_Passage shown_.

Tripal Country: Chado Feature Annotations

Welcome to Tripal Country!

Tripal Logo

Tripal feature annotations might be a little unintuitive, especially for non-biologists. This guide is to solidify my own knowledge of what goes where and why: hopefully it will be helpful to some developers as well.

Executive Summary

  • KEGG, IPR, GO annotations go in feature_cvterm. The annotations show up in the "Annotation" field
  • BLAST annotations go in blast_hit_data. The annotations show in up the "Homology" field

The feature table

The feature table is where all sequences live in Chado as dictated by the sequence module. I won't go into detail as there are other guides available for this module.

The feature_cvterm table

The feature_cvterm table is the simplest way to annotate a feature. You just need a feature_id and a cvterm_id, which will be the KEGG, IPR, or GO cvterm id. Additional info for the annotation goes in feature_cvtermprop.

_Extracted entries_.

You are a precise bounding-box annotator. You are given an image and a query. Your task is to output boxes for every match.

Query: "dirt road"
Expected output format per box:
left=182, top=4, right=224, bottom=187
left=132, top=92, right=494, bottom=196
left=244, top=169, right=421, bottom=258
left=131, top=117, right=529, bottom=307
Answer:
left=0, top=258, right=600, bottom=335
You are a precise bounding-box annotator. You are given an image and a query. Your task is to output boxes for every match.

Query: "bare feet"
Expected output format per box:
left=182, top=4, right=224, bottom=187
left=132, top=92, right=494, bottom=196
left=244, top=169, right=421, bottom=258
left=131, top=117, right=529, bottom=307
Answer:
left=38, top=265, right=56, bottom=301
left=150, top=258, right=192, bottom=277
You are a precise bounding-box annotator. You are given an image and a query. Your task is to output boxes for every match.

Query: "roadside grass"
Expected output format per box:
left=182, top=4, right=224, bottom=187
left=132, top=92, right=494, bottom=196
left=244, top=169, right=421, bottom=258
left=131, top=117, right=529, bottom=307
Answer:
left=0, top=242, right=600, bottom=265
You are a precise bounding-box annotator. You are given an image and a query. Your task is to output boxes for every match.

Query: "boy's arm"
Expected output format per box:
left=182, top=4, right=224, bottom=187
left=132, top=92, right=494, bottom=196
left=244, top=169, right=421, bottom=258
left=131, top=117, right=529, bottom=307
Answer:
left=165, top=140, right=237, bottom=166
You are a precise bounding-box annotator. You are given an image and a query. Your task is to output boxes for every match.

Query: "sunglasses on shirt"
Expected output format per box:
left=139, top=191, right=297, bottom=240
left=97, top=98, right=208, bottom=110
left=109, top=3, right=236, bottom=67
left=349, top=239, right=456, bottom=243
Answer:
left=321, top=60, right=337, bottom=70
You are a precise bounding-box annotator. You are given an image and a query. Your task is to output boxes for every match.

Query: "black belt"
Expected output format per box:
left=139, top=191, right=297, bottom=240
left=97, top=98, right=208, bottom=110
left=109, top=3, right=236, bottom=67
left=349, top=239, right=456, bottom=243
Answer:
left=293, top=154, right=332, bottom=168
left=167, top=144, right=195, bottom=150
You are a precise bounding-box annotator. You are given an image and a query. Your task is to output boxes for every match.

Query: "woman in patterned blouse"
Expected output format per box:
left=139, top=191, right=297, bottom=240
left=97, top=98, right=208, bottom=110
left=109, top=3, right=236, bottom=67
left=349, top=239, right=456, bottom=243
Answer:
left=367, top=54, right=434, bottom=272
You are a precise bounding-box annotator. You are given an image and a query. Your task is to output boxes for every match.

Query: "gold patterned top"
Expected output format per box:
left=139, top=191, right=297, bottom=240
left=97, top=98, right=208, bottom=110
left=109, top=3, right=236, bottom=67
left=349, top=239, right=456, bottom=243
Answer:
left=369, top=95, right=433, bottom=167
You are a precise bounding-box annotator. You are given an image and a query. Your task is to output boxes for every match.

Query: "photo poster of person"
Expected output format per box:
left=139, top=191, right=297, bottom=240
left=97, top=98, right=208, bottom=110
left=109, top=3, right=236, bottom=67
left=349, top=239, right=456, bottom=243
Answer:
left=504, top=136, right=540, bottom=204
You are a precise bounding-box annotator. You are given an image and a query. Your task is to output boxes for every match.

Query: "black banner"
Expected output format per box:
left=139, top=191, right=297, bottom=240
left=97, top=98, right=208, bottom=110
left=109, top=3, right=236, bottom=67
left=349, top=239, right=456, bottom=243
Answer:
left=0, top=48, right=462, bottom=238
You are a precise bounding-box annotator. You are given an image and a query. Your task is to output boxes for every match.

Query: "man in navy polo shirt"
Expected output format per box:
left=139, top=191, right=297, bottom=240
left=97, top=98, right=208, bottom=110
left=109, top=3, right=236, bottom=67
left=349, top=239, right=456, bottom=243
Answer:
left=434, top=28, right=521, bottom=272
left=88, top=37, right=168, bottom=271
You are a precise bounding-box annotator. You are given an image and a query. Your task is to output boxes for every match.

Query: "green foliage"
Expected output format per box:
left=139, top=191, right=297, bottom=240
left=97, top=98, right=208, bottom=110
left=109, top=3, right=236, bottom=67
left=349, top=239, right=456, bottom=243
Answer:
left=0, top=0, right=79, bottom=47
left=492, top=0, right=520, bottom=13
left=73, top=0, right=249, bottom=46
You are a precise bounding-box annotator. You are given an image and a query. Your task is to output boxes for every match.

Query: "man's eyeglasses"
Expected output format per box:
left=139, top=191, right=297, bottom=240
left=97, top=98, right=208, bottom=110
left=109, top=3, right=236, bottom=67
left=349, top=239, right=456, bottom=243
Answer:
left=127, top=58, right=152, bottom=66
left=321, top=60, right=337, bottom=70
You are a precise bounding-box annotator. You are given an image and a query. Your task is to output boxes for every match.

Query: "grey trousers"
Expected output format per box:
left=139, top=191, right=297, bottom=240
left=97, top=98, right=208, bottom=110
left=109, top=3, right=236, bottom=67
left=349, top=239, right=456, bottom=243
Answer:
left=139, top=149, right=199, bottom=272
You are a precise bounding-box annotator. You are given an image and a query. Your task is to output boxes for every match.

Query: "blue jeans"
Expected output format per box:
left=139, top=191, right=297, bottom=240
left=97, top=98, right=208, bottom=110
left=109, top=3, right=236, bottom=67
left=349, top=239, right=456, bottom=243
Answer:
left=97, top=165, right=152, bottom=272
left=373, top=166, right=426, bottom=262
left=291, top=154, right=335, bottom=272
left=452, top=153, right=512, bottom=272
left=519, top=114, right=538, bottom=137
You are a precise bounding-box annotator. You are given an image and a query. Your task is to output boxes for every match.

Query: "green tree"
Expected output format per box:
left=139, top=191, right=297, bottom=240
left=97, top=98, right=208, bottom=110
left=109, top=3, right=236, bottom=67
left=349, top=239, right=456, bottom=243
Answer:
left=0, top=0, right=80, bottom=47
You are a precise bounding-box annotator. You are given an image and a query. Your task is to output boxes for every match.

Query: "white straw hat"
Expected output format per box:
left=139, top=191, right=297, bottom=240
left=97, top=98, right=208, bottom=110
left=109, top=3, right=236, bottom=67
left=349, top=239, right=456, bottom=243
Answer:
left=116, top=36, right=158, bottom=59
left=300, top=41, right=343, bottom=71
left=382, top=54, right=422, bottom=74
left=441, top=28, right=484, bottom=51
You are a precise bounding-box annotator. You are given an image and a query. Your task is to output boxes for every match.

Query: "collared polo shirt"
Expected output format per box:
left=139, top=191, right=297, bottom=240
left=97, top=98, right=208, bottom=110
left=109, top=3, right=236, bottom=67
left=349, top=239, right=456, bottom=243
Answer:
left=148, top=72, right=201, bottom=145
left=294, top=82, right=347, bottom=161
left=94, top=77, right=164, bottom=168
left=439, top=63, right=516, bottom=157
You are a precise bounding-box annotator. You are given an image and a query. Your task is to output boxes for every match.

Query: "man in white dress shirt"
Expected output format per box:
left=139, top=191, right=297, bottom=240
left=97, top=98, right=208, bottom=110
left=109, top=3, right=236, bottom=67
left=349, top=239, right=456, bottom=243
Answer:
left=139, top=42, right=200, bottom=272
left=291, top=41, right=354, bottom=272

_Check your understanding_.
#1 According to the Tripal annotations guide, which table holds BLAST annotations?
#2 Sum up the Tripal annotations guide in two sentences.
#3 Carry on with the Tripal annotations guide, starting after its last sentence.

_Answers for this exercise_.
#1 The blast_hit_data table.

#2 KEGG, IPR, and GO annotations go in feature_cvterm and show up in the "Annotation" field, while BLAST annotations go in blast_hit_data and show up in the "Homology" field. All sequences live in Chado's feature table, and feature_cvterm is the simplest way to annotate a feature, needing only a feature_id and a cvterm_id, with additional annotation info going in feature_cvtermprop.

#3
The blast_hit_data table

Blast annotations loaded in from the analysis_blast module go somewhere different: to the blast_hit_data table. Why?

Tripal sites can use whatever BLAST annotations they would like. This might mean a custom gene set, even the genbank nr database. To use the feature_cvterm annotation table, you'd need a cvterm for each entry in your blast database! The blast_hit_data table means you dont need to do this. That's my rationale for it, at least- I didn't write it!

All of the information for the blast result is available in the blast_hit_data table. This includes the name and accession of the hit with its full description and url, the scores, percent identity, e value, and number of hits.